DOCUMENT SECTION:
%%

After 15 years sharing stage and studio with artists like Queen, Ritchie Blackmore, Chris Rea, Joan Armatrading, Blood Sweat & Tears, Sir Bob Geldof, Midnight Oil, Jimmy Barnes, Rodeka settled back in Dunedin and co-founded a hugely popular covers band The Rockdaddys.
For the last four years he has been playing with local muso supergroup The Oxo Cubans as well as filling in on all manner of drumming gigs. And of course he now has, with the help of the NZ Rock Shop, The Drum Studio, a fully dedicated drum tuition studio situated in central Dunedin. As well, he tutors drums at Otago University at the Contemporay Rock Music Course. With a full teaching timetable and a full gigging schedule, Rodeka is as busy drumming today as he was back in the days of Mother Goose.
And as a drummer who once dressed up like a pixie and hurled speed and explosions at stadium crowds from behind his three bass drums, he not surprisingly sneaks some showmanship in there as well.

%%

GIVEN INFORMATION:
%%

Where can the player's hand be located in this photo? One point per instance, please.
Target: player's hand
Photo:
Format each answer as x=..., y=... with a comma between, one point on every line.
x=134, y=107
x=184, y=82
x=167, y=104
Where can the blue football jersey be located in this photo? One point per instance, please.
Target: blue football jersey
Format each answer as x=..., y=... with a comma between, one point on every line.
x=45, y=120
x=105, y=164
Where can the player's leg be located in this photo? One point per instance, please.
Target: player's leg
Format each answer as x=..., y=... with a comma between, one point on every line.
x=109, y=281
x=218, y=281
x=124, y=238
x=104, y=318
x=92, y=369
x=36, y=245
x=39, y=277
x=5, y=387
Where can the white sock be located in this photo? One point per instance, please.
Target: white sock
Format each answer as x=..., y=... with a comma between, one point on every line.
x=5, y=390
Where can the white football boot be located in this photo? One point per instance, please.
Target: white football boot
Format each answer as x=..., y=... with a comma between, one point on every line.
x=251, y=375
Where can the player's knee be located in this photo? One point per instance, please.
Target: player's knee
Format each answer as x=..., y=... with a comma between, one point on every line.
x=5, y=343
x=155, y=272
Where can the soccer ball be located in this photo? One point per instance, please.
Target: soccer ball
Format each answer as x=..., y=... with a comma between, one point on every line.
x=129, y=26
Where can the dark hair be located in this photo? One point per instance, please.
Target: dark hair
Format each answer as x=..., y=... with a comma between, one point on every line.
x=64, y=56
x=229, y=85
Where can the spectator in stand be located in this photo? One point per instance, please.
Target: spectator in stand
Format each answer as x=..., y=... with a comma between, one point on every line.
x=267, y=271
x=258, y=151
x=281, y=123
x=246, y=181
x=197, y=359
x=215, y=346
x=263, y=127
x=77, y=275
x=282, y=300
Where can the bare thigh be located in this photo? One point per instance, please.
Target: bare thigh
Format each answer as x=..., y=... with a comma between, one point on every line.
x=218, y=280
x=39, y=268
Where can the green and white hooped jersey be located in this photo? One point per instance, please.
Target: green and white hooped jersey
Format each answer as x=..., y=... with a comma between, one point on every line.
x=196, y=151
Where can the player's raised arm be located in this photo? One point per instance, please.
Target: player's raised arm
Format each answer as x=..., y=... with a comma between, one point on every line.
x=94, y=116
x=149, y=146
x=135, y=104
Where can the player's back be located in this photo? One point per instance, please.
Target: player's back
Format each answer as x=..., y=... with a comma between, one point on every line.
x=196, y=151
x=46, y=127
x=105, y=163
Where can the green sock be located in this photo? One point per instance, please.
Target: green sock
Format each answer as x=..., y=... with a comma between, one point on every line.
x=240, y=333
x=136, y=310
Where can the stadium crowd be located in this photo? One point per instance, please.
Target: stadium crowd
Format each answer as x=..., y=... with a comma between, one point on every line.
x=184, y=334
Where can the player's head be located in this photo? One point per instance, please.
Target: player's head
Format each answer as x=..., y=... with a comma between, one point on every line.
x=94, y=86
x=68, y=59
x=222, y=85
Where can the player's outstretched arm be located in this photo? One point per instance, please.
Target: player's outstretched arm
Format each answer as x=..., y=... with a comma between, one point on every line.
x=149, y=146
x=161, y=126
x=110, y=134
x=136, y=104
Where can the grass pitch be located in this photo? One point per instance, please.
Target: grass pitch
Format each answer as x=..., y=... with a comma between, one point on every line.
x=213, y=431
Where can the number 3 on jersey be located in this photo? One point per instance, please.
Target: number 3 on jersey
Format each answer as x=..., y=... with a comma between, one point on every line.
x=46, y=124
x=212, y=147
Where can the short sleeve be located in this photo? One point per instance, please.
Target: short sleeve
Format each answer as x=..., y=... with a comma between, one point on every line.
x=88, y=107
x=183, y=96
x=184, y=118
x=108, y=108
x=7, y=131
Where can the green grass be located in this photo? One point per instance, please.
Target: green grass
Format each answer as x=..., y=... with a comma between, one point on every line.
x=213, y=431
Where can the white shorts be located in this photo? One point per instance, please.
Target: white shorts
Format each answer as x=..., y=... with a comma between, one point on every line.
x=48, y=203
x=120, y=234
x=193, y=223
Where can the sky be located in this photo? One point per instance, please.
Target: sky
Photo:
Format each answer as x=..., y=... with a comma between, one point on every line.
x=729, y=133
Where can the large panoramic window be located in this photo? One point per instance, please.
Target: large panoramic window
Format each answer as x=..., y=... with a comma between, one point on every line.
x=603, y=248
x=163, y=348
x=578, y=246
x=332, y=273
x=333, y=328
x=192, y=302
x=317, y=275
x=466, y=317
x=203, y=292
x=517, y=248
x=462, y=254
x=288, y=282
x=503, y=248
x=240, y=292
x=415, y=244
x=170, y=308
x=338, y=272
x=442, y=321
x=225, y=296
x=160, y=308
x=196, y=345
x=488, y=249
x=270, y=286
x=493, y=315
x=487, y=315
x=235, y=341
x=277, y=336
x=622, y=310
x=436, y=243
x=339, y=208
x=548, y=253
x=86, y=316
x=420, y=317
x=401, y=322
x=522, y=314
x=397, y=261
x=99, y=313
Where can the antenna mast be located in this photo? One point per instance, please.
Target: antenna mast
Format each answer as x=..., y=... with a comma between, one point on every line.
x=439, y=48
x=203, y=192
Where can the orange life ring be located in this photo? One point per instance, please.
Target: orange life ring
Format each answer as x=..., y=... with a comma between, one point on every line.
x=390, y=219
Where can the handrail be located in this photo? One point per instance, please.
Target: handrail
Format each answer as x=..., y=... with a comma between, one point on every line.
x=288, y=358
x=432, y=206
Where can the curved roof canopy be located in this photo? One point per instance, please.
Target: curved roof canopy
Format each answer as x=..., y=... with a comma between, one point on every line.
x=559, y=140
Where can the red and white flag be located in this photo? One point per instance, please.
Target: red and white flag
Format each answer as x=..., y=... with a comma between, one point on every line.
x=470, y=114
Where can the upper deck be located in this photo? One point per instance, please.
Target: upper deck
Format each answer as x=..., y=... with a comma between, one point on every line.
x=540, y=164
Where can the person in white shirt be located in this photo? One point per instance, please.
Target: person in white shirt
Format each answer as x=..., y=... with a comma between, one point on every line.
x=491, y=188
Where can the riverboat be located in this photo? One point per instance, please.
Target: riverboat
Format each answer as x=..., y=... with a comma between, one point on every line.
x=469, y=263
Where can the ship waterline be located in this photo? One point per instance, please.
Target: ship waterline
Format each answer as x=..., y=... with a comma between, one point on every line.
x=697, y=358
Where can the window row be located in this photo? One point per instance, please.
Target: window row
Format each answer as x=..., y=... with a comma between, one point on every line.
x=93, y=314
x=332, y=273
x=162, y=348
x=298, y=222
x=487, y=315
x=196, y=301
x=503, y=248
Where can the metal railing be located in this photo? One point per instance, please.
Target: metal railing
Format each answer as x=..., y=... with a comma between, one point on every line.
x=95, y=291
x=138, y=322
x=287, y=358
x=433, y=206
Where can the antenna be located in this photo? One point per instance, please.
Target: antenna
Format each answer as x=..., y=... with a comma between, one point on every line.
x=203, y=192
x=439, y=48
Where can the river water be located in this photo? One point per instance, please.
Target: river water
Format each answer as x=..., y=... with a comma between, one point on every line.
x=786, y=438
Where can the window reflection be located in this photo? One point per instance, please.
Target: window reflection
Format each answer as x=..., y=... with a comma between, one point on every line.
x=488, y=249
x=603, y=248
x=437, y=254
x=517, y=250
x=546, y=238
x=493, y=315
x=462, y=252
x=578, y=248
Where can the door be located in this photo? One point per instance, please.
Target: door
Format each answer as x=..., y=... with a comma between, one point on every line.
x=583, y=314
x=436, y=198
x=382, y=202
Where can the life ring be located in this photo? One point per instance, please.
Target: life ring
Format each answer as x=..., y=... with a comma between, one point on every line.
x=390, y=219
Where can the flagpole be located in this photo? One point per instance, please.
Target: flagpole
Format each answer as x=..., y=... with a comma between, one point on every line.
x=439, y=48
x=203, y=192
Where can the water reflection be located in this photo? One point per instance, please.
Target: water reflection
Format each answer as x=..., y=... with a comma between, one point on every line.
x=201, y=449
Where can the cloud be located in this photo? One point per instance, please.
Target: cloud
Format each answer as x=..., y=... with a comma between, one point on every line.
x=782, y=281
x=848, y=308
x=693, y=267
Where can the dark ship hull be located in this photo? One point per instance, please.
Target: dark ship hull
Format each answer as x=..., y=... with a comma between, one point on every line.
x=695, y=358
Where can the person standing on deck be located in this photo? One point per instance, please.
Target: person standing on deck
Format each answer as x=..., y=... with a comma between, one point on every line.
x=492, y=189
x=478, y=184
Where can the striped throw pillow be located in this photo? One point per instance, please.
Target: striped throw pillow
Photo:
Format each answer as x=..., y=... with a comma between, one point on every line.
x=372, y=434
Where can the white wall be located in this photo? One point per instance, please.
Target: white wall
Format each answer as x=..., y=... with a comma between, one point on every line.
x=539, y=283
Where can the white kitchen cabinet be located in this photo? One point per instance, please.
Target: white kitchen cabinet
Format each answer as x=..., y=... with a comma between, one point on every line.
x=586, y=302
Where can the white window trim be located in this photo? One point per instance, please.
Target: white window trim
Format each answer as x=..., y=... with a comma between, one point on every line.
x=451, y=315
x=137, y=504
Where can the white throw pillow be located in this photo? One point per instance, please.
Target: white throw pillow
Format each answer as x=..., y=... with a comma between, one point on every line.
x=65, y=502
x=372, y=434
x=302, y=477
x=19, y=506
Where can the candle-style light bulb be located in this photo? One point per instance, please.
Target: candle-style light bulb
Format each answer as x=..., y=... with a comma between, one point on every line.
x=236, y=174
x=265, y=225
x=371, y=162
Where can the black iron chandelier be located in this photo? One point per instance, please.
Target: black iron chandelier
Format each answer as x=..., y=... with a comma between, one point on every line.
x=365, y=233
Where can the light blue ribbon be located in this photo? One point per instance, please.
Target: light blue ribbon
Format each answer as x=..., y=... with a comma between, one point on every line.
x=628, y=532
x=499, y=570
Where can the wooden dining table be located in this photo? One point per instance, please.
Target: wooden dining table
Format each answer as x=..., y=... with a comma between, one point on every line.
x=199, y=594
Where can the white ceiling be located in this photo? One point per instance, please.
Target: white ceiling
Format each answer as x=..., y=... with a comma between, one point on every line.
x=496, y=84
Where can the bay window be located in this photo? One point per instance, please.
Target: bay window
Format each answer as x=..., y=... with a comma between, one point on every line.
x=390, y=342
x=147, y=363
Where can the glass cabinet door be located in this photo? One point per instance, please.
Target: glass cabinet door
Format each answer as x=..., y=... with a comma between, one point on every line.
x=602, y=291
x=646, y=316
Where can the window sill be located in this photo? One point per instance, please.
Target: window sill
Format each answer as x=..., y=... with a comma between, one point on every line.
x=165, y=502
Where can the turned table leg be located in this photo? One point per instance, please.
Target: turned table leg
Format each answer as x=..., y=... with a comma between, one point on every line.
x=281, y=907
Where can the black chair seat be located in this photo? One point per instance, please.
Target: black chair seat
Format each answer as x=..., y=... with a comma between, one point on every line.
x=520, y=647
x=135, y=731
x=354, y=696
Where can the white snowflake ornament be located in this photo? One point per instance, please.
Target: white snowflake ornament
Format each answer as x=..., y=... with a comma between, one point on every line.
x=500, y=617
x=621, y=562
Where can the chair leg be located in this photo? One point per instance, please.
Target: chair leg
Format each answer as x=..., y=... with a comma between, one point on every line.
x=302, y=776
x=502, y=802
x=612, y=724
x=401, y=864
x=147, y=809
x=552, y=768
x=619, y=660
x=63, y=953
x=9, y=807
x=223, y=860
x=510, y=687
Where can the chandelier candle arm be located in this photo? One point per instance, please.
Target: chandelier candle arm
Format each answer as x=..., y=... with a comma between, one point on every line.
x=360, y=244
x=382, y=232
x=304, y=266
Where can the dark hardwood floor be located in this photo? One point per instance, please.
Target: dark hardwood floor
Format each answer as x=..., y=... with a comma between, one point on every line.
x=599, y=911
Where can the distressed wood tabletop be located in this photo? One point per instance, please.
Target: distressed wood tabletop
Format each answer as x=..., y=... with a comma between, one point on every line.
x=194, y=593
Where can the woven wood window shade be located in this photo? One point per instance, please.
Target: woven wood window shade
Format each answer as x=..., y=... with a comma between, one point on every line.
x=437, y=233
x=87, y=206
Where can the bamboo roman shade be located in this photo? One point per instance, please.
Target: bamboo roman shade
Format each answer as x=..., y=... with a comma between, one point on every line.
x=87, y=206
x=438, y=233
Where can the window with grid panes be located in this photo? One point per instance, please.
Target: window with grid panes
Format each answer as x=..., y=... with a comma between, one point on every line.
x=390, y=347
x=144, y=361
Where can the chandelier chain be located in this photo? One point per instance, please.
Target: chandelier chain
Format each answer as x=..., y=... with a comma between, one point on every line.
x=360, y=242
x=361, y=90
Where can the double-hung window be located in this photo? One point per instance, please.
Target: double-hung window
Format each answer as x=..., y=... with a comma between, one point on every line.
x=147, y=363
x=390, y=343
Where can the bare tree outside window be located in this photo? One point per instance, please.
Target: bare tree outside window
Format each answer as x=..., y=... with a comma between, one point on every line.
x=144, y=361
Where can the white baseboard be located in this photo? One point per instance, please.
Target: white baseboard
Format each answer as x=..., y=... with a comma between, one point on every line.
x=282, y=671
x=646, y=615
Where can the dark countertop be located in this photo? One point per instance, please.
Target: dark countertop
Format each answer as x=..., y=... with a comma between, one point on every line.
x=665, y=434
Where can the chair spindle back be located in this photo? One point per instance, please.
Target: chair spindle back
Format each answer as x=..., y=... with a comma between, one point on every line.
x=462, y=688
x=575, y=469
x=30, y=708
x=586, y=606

%%

PROBLEMS:
[1] Copy out the passage about Rodeka between "After 15 years" and "band The Rockdaddys.", inclusive.
[2] Continue the passage about Rodeka after its final sentence.
The records have no connection to the passage about the drummer Rodeka.

RESPONSES PER TASK:
[1]
After 15 years sharing stage and studio with artists like Queen, Ritchie Blackmore, Chris Rea, Joan Armatrading, Blood Sweat & Tears, Sir Bob Geldof, Midnight Oil, Jimmy Barnes, Rodeka settled back in Dunedin and co-founded a hugely popular covers band The Rockdaddys.

[2]
"Showmanship in drumming can never be under-estimated. It's about putting your own stamp on your style and adding your own visual touches, whether you're spinning sticks, crashing cymbals from underneath or blowing up your kick drum with pyrotechnics, it all ads to the excitement. You'll love it, and so will the crowd."
Rodeka had twelve years of film, television and video company work before opening his studio, and he is also writing songs with former Goose bassist Denis Gibbins.
"I'm still learning new skills and disciplines with the many different gigs I am playing, and I think the combination of that with the teaching continues to give my drumming an edge” he says. “I'm definitely enjoying my music and my drumming now more than ever.”